Sayfa Alıntısı -
-=-=-=-=-

Mesajı Okuyun
Old 01-08-2008, 10:22   #4
avsakgun

 
Varsayılan

ilgilenen arkadaşlara teşekkür ediyorum. Verilen cevaplar ve yaptığım araştırmalar neticesinde açacağım davayı kafamda netleştirdim "KETMİ VERESE NEDENİYLE TAPU İPTAL VE TESCİL DAVASI" açacağım. Konuyla ilgili bir çok Yargıtay ilamı olduğunu da gördüm, bir tanesini paylaşayım ;


T.C. YARGITAY
1.Hukuk Dairesi

Esas: 2007/6793
Karar: 2007/7861
Karar Tarihi: 11.07.2007

ÖZET: Davalı, taşınmazı satın aldığı kayıt maliki olan kişinin kardeşinin çocuğudur. Yakın akrabalık nedeniyle durumu bilebilecek konumdadır. O halde, Türk Medeni Kanunu'nun 1024. maddesine göre yolsuz tescili bilen ve bilmesi gereken kişinin Türk Medeni Kanunu'nun 1023. maddesinin koruyuculuğundan yararlanamayacağı açıktır. Öte yandan, davalının taşınmazları satın almasına rağmen halen davacılar tarafından kullanıldığı da tanık beyanlarından anlaşılmaktadır. Bu durumda davalı Mustafa'nın iyi niyetli olduğu söylenemez.

(4721 S. K. m. 1023, 1024)

Dava: Taraflar arasında görülen davada; Davacılar, miras bırakanları Osman oğlu Hüdeyda'nın maliki bulunduğu 273, 287, 599 ve 708 parsel sayılı taşınmazların davalılara intikalini sağlayan veraset ilamının iptal edildiğini, kendilerinin mirasçı olduğunun belirlendiğini ileri sürerek tapu iptal tescil isteğinde bulunmuşlardır.

Davalılar, davanın reddini savunmuşlardır.

Davanın kabulüne ilişkin kararın temyizi üzerine Dairece <... davalı Mustafa çekişme konusu taşınmazlarda pay satın alan 3. kişi konumundadır. Ediniminin iyi niyete dayalı olması halinde taşınmazlardaki haklarının korunacağında kuşku yoktur. Ancak mahkemece bu konuda bir araştırma yapılması gerektiği> gerekçesi ile bozulmuş olup mahkemece, iyi niyetli olduğu gerekçesi ile davalı Mustafa hakkındaki davanın reddine karar verilmiştir.

-=-=-=-=-

Ham Veri -
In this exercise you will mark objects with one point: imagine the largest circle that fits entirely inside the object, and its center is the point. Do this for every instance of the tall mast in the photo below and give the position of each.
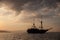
(34, 23)
(41, 23)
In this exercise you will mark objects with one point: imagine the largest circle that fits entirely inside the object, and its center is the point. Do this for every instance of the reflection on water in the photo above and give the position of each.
(26, 36)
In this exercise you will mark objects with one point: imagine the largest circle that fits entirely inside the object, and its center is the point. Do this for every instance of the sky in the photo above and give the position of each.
(19, 14)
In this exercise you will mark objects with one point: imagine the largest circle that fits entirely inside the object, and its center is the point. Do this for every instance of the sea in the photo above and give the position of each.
(25, 36)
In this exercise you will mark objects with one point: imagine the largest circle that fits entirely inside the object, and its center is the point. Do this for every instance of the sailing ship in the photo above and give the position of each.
(35, 30)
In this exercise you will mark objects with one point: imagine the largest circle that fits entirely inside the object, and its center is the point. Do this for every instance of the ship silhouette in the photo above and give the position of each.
(39, 30)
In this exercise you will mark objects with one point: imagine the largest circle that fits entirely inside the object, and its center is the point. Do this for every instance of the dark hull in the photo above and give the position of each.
(35, 31)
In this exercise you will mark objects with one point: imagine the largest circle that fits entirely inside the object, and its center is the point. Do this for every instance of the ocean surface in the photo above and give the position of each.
(25, 36)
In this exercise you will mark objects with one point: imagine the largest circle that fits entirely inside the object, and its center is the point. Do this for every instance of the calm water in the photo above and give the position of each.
(26, 36)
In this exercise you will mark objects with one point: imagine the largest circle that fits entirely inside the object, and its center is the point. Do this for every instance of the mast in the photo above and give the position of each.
(41, 22)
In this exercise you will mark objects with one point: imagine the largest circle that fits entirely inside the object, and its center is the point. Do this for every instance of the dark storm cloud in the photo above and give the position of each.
(31, 5)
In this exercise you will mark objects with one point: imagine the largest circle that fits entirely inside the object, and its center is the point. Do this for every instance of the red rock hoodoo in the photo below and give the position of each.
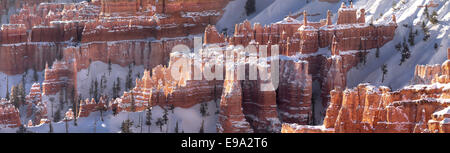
(419, 108)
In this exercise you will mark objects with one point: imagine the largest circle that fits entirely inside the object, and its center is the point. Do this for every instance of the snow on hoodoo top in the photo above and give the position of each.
(289, 20)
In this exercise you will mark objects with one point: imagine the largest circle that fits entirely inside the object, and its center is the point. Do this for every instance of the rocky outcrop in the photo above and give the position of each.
(36, 108)
(369, 109)
(87, 106)
(54, 26)
(295, 92)
(440, 122)
(9, 114)
(60, 78)
(231, 116)
(417, 108)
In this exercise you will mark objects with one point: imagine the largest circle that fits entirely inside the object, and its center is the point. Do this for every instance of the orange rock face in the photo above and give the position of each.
(231, 117)
(87, 106)
(60, 77)
(54, 26)
(417, 108)
(9, 115)
(35, 107)
(294, 93)
(369, 109)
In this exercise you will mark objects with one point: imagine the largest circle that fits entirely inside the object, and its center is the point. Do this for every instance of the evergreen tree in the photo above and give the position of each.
(21, 92)
(250, 7)
(96, 90)
(425, 31)
(35, 75)
(176, 127)
(129, 81)
(405, 53)
(433, 18)
(118, 87)
(172, 108)
(427, 14)
(126, 126)
(114, 89)
(91, 88)
(133, 103)
(7, 89)
(411, 37)
(202, 127)
(57, 116)
(377, 53)
(203, 109)
(398, 47)
(22, 129)
(384, 70)
(14, 96)
(160, 123)
(50, 127)
(148, 118)
(109, 66)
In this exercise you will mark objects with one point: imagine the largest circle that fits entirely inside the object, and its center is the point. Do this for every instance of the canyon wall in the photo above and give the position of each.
(86, 25)
(421, 108)
(9, 115)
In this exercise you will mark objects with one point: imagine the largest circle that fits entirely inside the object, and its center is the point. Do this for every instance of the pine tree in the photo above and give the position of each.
(21, 92)
(96, 90)
(176, 127)
(114, 89)
(109, 66)
(433, 18)
(398, 47)
(14, 96)
(160, 123)
(405, 53)
(118, 87)
(425, 31)
(7, 89)
(91, 88)
(384, 70)
(133, 103)
(126, 126)
(172, 108)
(411, 37)
(250, 7)
(427, 14)
(148, 118)
(35, 75)
(203, 109)
(202, 127)
(50, 127)
(128, 82)
(377, 53)
(57, 116)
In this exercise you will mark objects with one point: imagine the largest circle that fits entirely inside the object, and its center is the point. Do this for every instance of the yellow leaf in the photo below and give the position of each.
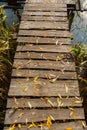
(68, 129)
(29, 104)
(53, 80)
(31, 125)
(67, 97)
(37, 41)
(20, 115)
(36, 78)
(66, 87)
(49, 101)
(52, 118)
(83, 124)
(15, 100)
(19, 126)
(24, 89)
(12, 127)
(49, 122)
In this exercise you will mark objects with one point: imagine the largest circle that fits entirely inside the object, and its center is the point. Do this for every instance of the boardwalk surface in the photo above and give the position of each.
(44, 91)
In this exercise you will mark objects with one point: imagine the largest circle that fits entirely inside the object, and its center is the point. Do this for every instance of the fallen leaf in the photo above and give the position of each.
(66, 87)
(49, 122)
(19, 126)
(15, 100)
(24, 89)
(52, 118)
(68, 129)
(54, 80)
(29, 104)
(31, 125)
(83, 124)
(57, 42)
(49, 101)
(36, 78)
(37, 41)
(21, 114)
(59, 102)
(12, 127)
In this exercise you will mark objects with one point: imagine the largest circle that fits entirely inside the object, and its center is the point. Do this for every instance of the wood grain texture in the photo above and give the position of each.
(43, 74)
(44, 41)
(36, 115)
(43, 87)
(44, 33)
(44, 55)
(44, 64)
(43, 18)
(45, 48)
(43, 25)
(75, 125)
(36, 7)
(43, 102)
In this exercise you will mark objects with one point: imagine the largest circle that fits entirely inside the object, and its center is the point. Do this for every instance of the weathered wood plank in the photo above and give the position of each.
(45, 33)
(44, 64)
(75, 125)
(49, 41)
(43, 87)
(43, 102)
(43, 18)
(46, 3)
(43, 25)
(36, 115)
(42, 13)
(44, 56)
(43, 74)
(43, 7)
(45, 48)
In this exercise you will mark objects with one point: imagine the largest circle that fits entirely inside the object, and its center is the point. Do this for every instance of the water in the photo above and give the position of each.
(79, 26)
(11, 14)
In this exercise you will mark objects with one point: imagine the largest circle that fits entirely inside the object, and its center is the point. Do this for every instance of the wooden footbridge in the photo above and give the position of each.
(44, 91)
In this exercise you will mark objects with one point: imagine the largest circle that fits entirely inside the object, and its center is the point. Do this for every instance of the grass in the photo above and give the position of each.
(79, 53)
(7, 49)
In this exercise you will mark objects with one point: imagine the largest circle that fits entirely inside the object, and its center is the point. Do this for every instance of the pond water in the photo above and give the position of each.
(11, 14)
(78, 28)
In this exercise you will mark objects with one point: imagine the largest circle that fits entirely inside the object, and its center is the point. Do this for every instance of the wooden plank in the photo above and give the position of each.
(36, 115)
(43, 25)
(42, 13)
(43, 18)
(49, 41)
(42, 102)
(45, 56)
(74, 125)
(45, 48)
(44, 7)
(43, 87)
(46, 3)
(44, 64)
(45, 33)
(43, 74)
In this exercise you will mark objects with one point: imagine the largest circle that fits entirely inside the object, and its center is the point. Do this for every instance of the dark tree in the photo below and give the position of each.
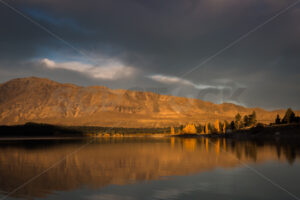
(232, 125)
(252, 118)
(246, 121)
(289, 117)
(277, 120)
(237, 120)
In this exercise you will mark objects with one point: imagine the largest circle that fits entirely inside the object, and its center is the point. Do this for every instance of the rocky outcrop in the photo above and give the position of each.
(44, 101)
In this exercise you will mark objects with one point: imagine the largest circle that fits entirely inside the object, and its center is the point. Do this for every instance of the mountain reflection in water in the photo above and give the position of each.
(124, 160)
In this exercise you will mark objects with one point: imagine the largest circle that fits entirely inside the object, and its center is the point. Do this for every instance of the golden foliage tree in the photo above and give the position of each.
(224, 128)
(206, 128)
(172, 130)
(190, 128)
(217, 126)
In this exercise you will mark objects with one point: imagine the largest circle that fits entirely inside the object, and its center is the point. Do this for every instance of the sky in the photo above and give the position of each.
(239, 51)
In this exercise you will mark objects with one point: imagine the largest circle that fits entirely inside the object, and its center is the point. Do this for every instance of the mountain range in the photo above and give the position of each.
(42, 100)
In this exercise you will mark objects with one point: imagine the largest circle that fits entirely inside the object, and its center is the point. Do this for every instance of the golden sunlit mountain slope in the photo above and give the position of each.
(44, 101)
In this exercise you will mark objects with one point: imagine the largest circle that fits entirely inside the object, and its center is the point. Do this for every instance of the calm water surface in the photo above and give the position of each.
(149, 168)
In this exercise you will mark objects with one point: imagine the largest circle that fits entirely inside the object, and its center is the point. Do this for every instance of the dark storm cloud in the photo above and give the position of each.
(162, 38)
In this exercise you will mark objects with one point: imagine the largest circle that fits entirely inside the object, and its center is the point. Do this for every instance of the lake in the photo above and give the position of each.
(149, 168)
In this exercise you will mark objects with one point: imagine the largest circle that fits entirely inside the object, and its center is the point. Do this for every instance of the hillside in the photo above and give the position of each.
(44, 101)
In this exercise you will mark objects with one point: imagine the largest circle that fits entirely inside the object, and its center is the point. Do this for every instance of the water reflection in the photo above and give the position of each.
(125, 160)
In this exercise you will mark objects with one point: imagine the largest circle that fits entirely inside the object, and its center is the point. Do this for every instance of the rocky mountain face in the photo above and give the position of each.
(45, 101)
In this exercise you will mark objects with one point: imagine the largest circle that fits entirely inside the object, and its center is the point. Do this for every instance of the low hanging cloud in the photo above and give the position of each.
(180, 81)
(112, 70)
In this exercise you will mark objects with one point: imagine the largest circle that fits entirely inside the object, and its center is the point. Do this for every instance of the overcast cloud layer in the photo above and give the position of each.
(151, 45)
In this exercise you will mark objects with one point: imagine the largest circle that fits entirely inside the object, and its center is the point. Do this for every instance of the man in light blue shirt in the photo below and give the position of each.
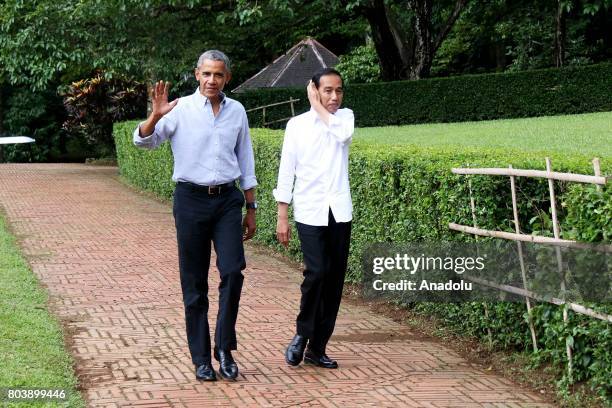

-=-=-=-=-

Sayfa alıntısındaki özete göre, yolsuz tescili bilen ve bilmesi gereken kişi Türk Medeni Kanunu'nun hangi maddesinin koruyuculuğundan yararlanamaz? Veri, sayfa alıntısından bağımsız, ayrı bir malzemedir.

Türk Medeni Kanunu'nun 1023. maddesinin koruyuculuğundan yararlanamaz.